→ What you should do: These entries are to be set down again exactly.

Entries provided below:

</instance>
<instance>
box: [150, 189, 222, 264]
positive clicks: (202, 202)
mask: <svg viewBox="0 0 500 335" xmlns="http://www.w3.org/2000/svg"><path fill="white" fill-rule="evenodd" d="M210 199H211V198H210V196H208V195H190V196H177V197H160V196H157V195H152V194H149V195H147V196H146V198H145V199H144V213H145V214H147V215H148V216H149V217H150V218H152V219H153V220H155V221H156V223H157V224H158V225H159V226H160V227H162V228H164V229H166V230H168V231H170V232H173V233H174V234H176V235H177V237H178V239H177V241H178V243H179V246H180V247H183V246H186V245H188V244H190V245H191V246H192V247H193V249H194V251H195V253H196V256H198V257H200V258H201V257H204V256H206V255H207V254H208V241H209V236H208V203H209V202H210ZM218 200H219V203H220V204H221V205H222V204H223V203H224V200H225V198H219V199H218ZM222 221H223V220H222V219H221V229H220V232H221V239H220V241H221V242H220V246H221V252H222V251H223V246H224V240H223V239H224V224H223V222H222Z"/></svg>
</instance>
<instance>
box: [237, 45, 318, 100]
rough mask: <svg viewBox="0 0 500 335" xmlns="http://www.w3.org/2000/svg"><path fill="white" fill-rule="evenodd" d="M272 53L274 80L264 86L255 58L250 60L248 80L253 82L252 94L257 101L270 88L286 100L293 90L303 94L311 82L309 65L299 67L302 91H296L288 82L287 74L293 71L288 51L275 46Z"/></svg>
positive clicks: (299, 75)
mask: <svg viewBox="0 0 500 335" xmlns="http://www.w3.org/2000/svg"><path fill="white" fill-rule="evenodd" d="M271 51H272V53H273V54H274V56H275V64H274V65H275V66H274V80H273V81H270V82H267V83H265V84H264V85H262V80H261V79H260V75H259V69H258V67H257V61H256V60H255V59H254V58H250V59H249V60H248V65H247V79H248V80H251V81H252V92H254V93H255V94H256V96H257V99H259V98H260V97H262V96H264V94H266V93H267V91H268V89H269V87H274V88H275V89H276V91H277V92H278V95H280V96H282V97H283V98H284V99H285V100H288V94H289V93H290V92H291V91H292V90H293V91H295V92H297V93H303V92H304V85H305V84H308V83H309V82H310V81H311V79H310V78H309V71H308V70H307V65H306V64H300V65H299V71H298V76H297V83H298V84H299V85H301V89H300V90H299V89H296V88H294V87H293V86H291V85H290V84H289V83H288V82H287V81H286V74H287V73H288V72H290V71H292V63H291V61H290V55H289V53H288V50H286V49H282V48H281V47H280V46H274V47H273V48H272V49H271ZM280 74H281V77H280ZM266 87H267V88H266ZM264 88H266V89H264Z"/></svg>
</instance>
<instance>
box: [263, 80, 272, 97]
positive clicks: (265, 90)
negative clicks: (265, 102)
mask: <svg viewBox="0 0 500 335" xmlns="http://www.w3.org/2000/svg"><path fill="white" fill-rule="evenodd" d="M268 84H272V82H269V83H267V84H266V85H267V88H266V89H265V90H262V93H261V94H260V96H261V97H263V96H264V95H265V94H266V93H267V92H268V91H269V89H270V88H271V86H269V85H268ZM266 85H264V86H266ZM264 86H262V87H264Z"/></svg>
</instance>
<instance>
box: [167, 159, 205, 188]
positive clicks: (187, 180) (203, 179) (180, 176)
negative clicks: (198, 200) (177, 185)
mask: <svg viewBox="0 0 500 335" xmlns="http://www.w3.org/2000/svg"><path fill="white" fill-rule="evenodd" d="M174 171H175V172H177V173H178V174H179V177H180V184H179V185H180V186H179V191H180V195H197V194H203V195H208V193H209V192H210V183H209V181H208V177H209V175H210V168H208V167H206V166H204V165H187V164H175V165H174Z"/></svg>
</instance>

End of Entries provided.

→ Result of the exercise:
</instance>
<instance>
box: [150, 189, 222, 264]
positive clicks: (202, 202)
mask: <svg viewBox="0 0 500 335" xmlns="http://www.w3.org/2000/svg"><path fill="white" fill-rule="evenodd" d="M210 199H211V198H210V196H208V195H190V196H177V197H160V196H157V195H152V194H149V195H147V196H146V198H145V199H144V213H145V214H147V215H148V216H149V217H150V218H152V219H153V220H155V221H156V223H157V224H158V225H159V226H160V227H162V228H164V229H166V230H168V231H170V232H173V233H174V234H176V235H177V237H178V239H177V241H178V243H179V246H180V247H183V246H186V245H188V244H190V245H191V246H192V247H193V249H194V251H195V253H196V256H198V257H200V258H201V257H204V256H206V255H207V254H208V241H209V236H208V203H209V202H210ZM218 200H219V203H220V204H221V205H222V204H223V203H224V200H225V198H219V199H218ZM222 221H223V220H222V219H221V229H220V232H221V239H220V241H221V242H220V246H221V252H222V251H223V246H224V240H223V239H224V224H223V222H222Z"/></svg>
</instance>
<instance>
box: [237, 45, 318, 100]
rough mask: <svg viewBox="0 0 500 335" xmlns="http://www.w3.org/2000/svg"><path fill="white" fill-rule="evenodd" d="M272 53L274 80L264 86L255 58L250 60L248 80L253 82L252 94L257 101L270 88L286 100L293 90L303 94L311 82L309 65L299 67L302 91H296L288 82L287 74L293 71L288 51L275 46Z"/></svg>
positive clicks: (299, 75)
mask: <svg viewBox="0 0 500 335" xmlns="http://www.w3.org/2000/svg"><path fill="white" fill-rule="evenodd" d="M271 51H272V53H273V54H274V56H275V64H274V65H275V66H274V80H273V81H270V82H267V83H265V84H264V85H262V80H261V79H260V75H259V69H258V67H257V61H256V60H255V59H254V58H250V59H249V60H248V65H247V79H248V80H251V81H252V92H254V93H255V94H256V96H257V99H259V98H260V97H262V96H264V94H266V93H267V91H268V89H269V87H274V88H275V89H276V91H277V92H278V95H280V96H282V97H283V98H284V99H285V100H288V94H289V93H290V92H291V91H292V90H293V91H295V92H297V93H303V92H304V85H305V84H308V83H309V82H310V81H311V79H310V78H309V71H308V70H307V65H306V64H300V65H299V71H298V76H297V83H298V84H299V85H301V89H300V90H299V89H296V88H294V87H293V86H291V85H290V84H289V83H288V82H287V81H286V74H287V73H288V72H290V71H292V63H291V61H290V55H289V53H288V50H286V49H282V48H281V47H280V46H274V47H273V48H272V49H271ZM280 74H281V77H280ZM266 87H267V88H266ZM264 88H266V89H264Z"/></svg>
</instance>
<instance>
box: [263, 80, 272, 97]
positive clicks: (265, 90)
negative clicks: (265, 102)
mask: <svg viewBox="0 0 500 335" xmlns="http://www.w3.org/2000/svg"><path fill="white" fill-rule="evenodd" d="M268 84H272V82H269V83H267V84H266V85H267V88H266V89H265V90H262V93H261V94H260V96H261V97H263V96H264V95H265V94H266V93H267V92H268V91H269V89H270V88H271V86H269V85H268ZM266 85H264V86H266ZM264 86H262V87H264Z"/></svg>
</instance>
<instance>
box: [167, 159, 205, 188]
positive clicks: (187, 180) (203, 179) (180, 176)
negative clicks: (198, 200) (177, 185)
mask: <svg viewBox="0 0 500 335" xmlns="http://www.w3.org/2000/svg"><path fill="white" fill-rule="evenodd" d="M174 171H175V172H177V173H178V174H179V177H180V184H179V185H180V186H179V191H180V195H197V194H203V195H208V193H209V192H210V183H209V181H208V177H209V175H210V168H208V167H206V166H204V165H187V164H175V165H174Z"/></svg>
</instance>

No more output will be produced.